Testo estratto >>

□ □ □ □ □ □ □

IL COMPUTER E LA CONTEMPLAZIONE

Da diversi anni in monastero, per la funzionalità dei servizi di segreteria e di gestione dati, è arrivato il computer. Lo diciamo subito che è una gran bella trovata, perché risolve tutta una serie di piccoli problemi, snellisce molte procedure e offre svariate soluzioni creative alle esigenze d’informazione religiosa e di animazione liturgica.
Nessuna contraddizione con la vita di contemplazione che abbiamo come fine, la clausura stessa essendo semplicemente un mezzo per raggiungere un’unione più profonda con Dio; se contrapposizione esiste sta nel paradosso stesso della Chiesa, la quale, sono parole di T. Merton “è a un tempo essenzialmente tradizionale ed essenzialmente rivoluzionaria. Ma questo non è poi tanto un paradosso, perché la tradizione cristiana è una rivoluzione vivente e perpetua”. La tradizione cattolica infatti è tale in quanto vi è una sola immutabile dottrina, ma la vita della Chiesa è la vita stessa di Dio, che si riversa nella Chiesa mediante il Suo Spirito, e questa vita soprannaturale è assolutamente opposta all’immobilità, alla decadenza e ad ogni altro degrado materiale. “La tradizione vivente del Cattolicesimo è come il respiro di un corpo fisico, esso rinnova la sua vita con  l’impedire il ristagno : è una costante, calma, pacifica rivoluzione contro la morte”.
Ora, Dio è ovunque e ogni cosa è pervasa dalla sua verità e dal suo amore, come la luce del sole e il suo calore pervadono l’atmosfera, ma come i raggi del sole non accendono il fuoco da soli, così senza Cristo, lente che ci accende, non possiamo fare l’esperienza del soprannaturale, non contempliamo.
Per conoscere Dio abbiamo bisogno insomma di un computer del tutto speciale che ci colleghi alla vita divina e questo computer è il Cristo; solo nel Cristo, via normale alla contemplazione, noi possiamo metterci in contatto con Dio mediante il software del suo Santo Spirito.
Inoltre la più alta vocazione nel regno è quella di partecipare ad altri la propria contemplazione - contemplari et contemplata aliis tradere ,è il bel motto lasciato da S. Tommaso d’Aquino all’Ordine dei Frati Predicatori (Domenicani), - e di portare altri alla conoscenza di Dio, ecco che anche Internet può diventare un mezzo valido per “accendere” le anime.
Ricordiamo l’invito di Giovanni Paolo II : “duc in altum” anche nel mare di Internet ; prendiamo il largo nella navigazione multimediale.

□ □ □ □ □ □ □

Compito 1 >>
Raccogli, per favore, ogni riga dei record che contiene la stringa "helmet", tenendo conto di maiuscole e minuscole.
Il testo sul computer e la contemplazione non ha alcun legame con i record.

Dati del compito >>
□ □ □ □ □ □ □

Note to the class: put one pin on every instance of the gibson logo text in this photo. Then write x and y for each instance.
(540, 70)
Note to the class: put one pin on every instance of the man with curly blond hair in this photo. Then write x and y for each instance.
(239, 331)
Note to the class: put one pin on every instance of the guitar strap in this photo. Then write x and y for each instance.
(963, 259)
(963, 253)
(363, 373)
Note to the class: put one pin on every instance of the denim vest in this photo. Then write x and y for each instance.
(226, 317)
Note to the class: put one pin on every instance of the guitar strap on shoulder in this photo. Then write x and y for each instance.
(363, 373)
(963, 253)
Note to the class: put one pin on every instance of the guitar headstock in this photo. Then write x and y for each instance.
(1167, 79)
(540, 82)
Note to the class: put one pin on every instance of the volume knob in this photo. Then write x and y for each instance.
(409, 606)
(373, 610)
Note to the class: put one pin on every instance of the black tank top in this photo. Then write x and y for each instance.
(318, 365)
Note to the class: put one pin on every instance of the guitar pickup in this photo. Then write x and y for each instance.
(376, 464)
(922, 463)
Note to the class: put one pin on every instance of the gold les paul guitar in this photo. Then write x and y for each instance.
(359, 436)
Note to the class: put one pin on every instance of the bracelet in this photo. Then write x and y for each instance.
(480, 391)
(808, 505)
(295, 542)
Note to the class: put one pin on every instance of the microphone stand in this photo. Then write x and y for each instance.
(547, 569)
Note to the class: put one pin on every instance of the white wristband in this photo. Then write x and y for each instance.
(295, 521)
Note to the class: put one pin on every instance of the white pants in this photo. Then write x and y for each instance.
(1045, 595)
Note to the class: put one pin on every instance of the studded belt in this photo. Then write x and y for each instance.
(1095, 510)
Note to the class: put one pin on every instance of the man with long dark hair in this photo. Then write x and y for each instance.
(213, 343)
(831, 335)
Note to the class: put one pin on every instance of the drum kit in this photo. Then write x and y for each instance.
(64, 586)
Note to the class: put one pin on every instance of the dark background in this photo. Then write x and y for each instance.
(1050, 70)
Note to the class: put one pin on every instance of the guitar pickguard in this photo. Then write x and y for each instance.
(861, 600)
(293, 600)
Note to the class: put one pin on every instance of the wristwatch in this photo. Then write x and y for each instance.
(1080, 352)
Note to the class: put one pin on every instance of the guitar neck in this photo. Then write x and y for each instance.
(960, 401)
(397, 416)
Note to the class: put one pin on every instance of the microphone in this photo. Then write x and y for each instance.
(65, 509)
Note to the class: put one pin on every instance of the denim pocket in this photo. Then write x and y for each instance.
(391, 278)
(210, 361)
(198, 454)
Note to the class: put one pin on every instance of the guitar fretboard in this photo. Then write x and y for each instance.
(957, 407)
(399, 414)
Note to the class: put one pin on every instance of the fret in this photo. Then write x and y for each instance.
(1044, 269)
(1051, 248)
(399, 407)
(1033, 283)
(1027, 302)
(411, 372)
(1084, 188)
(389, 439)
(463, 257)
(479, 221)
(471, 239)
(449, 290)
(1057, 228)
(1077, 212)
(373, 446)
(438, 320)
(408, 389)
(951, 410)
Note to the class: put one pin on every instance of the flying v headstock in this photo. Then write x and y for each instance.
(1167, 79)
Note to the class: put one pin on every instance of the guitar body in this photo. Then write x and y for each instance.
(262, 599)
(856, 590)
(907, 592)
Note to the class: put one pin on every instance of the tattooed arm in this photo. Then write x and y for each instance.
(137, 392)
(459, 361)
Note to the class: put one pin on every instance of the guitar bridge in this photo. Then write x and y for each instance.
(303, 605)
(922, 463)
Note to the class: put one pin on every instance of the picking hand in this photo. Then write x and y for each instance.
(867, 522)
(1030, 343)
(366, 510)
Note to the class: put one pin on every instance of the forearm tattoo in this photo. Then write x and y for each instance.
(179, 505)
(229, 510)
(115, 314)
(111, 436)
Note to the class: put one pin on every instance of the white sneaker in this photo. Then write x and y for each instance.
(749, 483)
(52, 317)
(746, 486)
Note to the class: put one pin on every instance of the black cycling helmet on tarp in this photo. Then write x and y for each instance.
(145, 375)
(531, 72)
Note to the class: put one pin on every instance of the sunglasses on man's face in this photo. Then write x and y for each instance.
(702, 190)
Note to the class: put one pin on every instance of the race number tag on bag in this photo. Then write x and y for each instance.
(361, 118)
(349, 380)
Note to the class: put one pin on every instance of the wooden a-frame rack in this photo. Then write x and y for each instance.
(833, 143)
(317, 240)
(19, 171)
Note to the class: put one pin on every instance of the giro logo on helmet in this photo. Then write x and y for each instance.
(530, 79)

□ □ □ □ □ □ □

Compito 2 >>
Riscrivi il passo del testo sul computer e la contemplazione che inizia con "Da diversi anni in" e termina con "di animazione liturgica.", sostituendo "computer" con "calcolatore".

Risposta finale 1 >>
Note to the class: put one pin on every instance of the black cycling helmet on tarp in this photo. Then write x and y for each instance.
Note to the class: put one pin on every instance of the giro logo on helmet in this photo. Then write x and y for each instance.

Risposta finale 2 >>
Da diversi anni in monastero, per la funzionalità dei servizi di segreteria e di gestione dati, è arrivato il calcolatore. Lo diciamo subito che è una gran bella trovata, perché risolve tutta una serie di piccoli problemi, snellisce molte procedure e offre svariate soluzioni creative alle esigenze d’informazione religiosa e di animazione liturgica.